*Your instructions*
All of the data below should be set down again verbatim, without any images.

*Information shown*
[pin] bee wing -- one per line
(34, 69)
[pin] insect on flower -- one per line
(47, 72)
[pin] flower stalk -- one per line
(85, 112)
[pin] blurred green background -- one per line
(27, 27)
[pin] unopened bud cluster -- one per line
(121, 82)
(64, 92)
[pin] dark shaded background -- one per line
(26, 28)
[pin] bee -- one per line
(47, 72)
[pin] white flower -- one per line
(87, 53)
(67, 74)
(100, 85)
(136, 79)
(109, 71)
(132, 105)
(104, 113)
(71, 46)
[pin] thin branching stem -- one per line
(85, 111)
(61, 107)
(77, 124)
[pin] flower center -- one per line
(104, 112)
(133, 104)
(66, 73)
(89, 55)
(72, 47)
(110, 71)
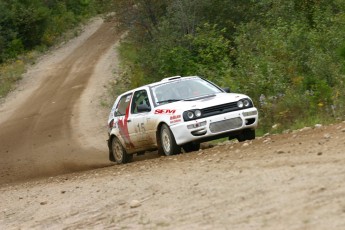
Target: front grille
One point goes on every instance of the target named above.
(225, 125)
(219, 109)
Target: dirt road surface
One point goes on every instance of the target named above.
(55, 173)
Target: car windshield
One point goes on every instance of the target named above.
(184, 89)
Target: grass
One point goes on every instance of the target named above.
(10, 74)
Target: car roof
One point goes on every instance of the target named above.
(171, 79)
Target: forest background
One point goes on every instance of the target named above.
(287, 55)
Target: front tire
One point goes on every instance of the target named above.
(168, 144)
(119, 153)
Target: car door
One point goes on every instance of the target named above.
(138, 125)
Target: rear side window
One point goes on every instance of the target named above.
(123, 105)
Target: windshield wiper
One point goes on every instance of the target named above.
(201, 97)
(169, 101)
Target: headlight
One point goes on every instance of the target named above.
(192, 114)
(244, 103)
(197, 113)
(240, 104)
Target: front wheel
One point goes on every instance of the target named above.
(168, 144)
(119, 153)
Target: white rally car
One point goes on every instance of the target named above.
(175, 113)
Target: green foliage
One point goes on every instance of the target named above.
(289, 56)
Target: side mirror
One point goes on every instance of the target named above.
(143, 108)
(226, 89)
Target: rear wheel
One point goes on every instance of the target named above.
(190, 147)
(247, 134)
(119, 153)
(168, 144)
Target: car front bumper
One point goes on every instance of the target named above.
(222, 124)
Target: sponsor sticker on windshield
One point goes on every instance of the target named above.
(165, 111)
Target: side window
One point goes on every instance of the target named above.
(123, 105)
(140, 98)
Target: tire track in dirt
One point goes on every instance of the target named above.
(37, 139)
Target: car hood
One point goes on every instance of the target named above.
(204, 102)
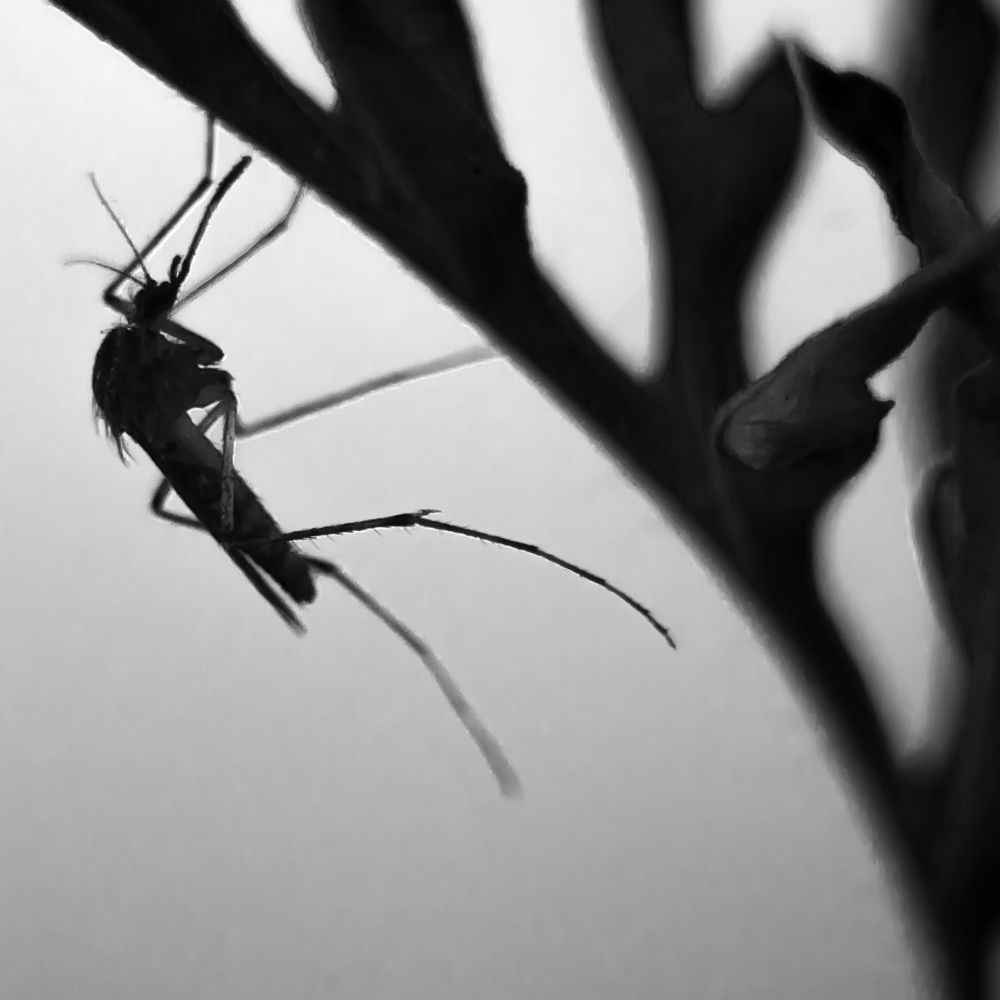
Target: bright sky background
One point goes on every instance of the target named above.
(197, 804)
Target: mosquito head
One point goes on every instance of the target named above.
(154, 300)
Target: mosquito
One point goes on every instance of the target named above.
(150, 372)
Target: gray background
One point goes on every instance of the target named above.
(194, 803)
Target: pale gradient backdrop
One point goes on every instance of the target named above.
(194, 803)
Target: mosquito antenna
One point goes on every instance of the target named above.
(220, 192)
(106, 267)
(120, 226)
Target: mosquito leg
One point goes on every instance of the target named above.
(228, 447)
(419, 519)
(163, 489)
(111, 296)
(486, 743)
(268, 236)
(450, 362)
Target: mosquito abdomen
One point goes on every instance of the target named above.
(193, 466)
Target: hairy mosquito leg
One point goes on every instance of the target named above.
(486, 743)
(268, 236)
(420, 519)
(110, 294)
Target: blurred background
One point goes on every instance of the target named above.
(195, 803)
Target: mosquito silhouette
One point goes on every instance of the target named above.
(150, 372)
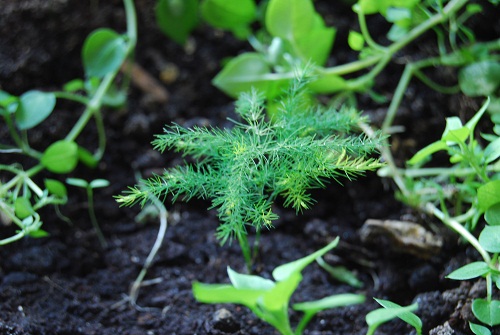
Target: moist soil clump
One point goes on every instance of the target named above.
(68, 284)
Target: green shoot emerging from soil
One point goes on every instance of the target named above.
(269, 299)
(244, 169)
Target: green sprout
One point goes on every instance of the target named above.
(103, 53)
(244, 169)
(268, 299)
(89, 188)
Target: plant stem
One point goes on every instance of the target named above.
(134, 290)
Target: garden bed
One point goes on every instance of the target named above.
(68, 284)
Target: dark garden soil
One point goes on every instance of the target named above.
(67, 284)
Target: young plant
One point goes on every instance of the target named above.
(391, 311)
(20, 196)
(268, 299)
(89, 188)
(244, 169)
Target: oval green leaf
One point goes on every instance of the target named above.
(60, 157)
(290, 19)
(34, 107)
(56, 188)
(77, 182)
(492, 151)
(103, 52)
(488, 195)
(478, 329)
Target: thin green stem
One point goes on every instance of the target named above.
(456, 226)
(21, 144)
(72, 97)
(13, 238)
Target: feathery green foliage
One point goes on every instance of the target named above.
(244, 169)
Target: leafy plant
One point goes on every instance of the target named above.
(244, 169)
(390, 311)
(268, 299)
(20, 197)
(178, 18)
(459, 195)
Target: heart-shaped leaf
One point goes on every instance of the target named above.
(487, 312)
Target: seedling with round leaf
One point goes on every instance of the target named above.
(20, 197)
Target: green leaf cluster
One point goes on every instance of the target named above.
(464, 191)
(245, 168)
(268, 299)
(391, 311)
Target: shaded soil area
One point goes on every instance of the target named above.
(68, 284)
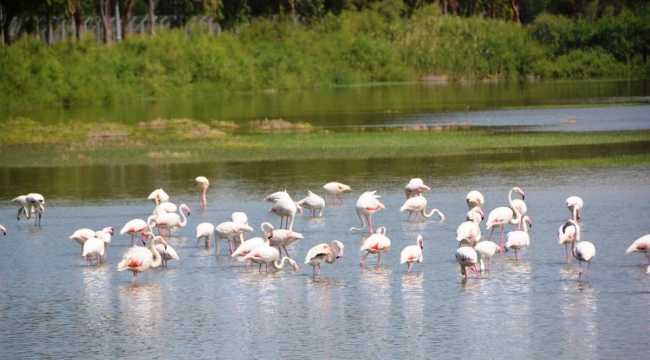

*Output*
[pin] bee wing -- one per line
(34, 69)
[pin] insect on flower -- one per line
(47, 72)
[pin] flower stalk -- one per line
(85, 112)
[pin] blurred green background -- one per line
(27, 27)
[pin] unopened bud cluster -- one per line
(121, 82)
(64, 92)
[pin] dark shaded background -- one per line
(26, 28)
[pin] bee -- one per line
(47, 72)
[pin] white flower -- one per line
(87, 53)
(67, 74)
(100, 85)
(136, 79)
(109, 71)
(132, 105)
(104, 113)
(71, 46)
[pin] thin branching stem -- one per line
(85, 111)
(61, 107)
(77, 124)
[pin] flower center -- one per line
(104, 112)
(133, 104)
(66, 73)
(89, 55)
(72, 47)
(110, 71)
Target: front grille
One point goes on every instance of the target named above.
(225, 125)
(219, 109)
Target: dirt road surface
One point goes on every instance of the target named above.
(55, 173)
Target: car windshield
One point goes on every instance of the target named above.
(184, 89)
Target: grass
One point goes on every instance of the target named above.
(10, 74)
Target: car roof
One point goes on every instance of the target named above.
(171, 79)
Target: forest background
One point goes on every instance of the target named above.
(287, 55)
Target: front tire
One point goes on every instance of the target named above.
(168, 144)
(119, 153)
Target: car door
One point goes on every instance of the target named above.
(138, 125)
Target: rear side window
One point goes on every instance of the target named above.
(123, 105)
Target: windshield wiper
One point goes on every instance of the target named above.
(201, 97)
(169, 101)
Target: headlight
One point goes on every instance of the target named above.
(192, 114)
(244, 103)
(197, 113)
(240, 104)
Target: front wheel
One point goes on every instance of the target named above.
(168, 144)
(119, 153)
Target: white rally car
One point goes on every instance of the target named above.
(175, 113)
Target: green foliage
One point goes on every instance of the target named above.
(289, 56)
Target: side mirror
One point goes on every instance of the target named above.
(143, 108)
(226, 89)
Target: rear wheel
One point goes on every instance of the target named above.
(190, 147)
(247, 134)
(119, 153)
(168, 144)
Target: car front bumper
One point goes on every instance of the target named above.
(222, 124)
Target: sponsor sticker on windshield
One point goes on every instance of the target named above.
(165, 111)
Target: side window
One point goes on every instance of the target named above.
(123, 105)
(140, 98)
Target: tire track in dirt
One point goes on every instance of the target named above.
(37, 139)
Target: car hood
One point goes on every instance of the target named above.
(204, 102)
Target: bright sky background
One point goes on every instance of the target named above.
(197, 804)
Target: mosquito head
One point goes on every instance of the target named above.
(154, 300)
Target: mosquito
One point goes on every instance of the target named above.
(150, 372)
Target: gray background
One point goes on every instance of the target named above.
(194, 803)
Target: pale gradient backdrop
One point goes on every instance of the target named above.
(194, 803)
Target: mosquito antenna
One point goes on every instance of the target named above.
(220, 192)
(106, 267)
(120, 226)
Target: mosquito leg
One point goes on every instance of the target named above.
(228, 447)
(419, 519)
(163, 489)
(111, 296)
(486, 743)
(268, 236)
(450, 362)
Target: mosquito abdomen
One point goes on every instance of the target named above.
(193, 466)
Target: hairy mosquito leg
One point goes on every instance of the target named above.
(486, 743)
(268, 236)
(420, 519)
(110, 294)
Target: blurred background
One point goes on every instance of the target named above.
(195, 803)
Target: mosquito silhouette
One point goes on every instance of the target named above.
(150, 372)
Target: moist soil clump
One point goes on every instance of the target named above.
(68, 284)
Target: green shoot emerging from soil
One point goes on every instance of the target named above.
(269, 299)
(244, 169)
Target: green sprout
One point goes on every instance of the target named above.
(103, 53)
(244, 169)
(268, 299)
(89, 188)
Target: plant stem
One point goes on every instance of the target named above.
(134, 290)
Target: garden bed
One point goes on every instance of the target named above.
(68, 284)
Target: dark garden soil
One point goes on every instance of the target named above.
(67, 284)
Target: young plant
One point goes on every instance of the target named above.
(391, 311)
(20, 196)
(268, 299)
(89, 188)
(244, 169)
Target: oval green leaf
One point goes on every instance of the target named above.
(60, 157)
(290, 19)
(34, 107)
(56, 188)
(77, 182)
(492, 151)
(103, 52)
(488, 195)
(478, 329)
Target: thin green stem
One point goes on every instance of the target named above.
(456, 226)
(21, 144)
(72, 97)
(13, 238)
Target: feathery green foliage
One point goes on every instance of the target named above.
(244, 169)
Target: leafy plant
One point goes on every instance of the target named above.
(244, 169)
(390, 311)
(268, 299)
(20, 197)
(178, 18)
(459, 195)
Target: heart-shaped leaf
One point goes on every instance of the target named above.
(487, 312)
Target: seedling with round leaf
One point goes on every instance of the target named above.
(20, 197)
Target: green leaf cluster
One point goes on every instance of the target named above.
(464, 191)
(245, 168)
(268, 299)
(391, 311)
Target: shaded soil area
One point goes on every instance of the target named above.
(68, 284)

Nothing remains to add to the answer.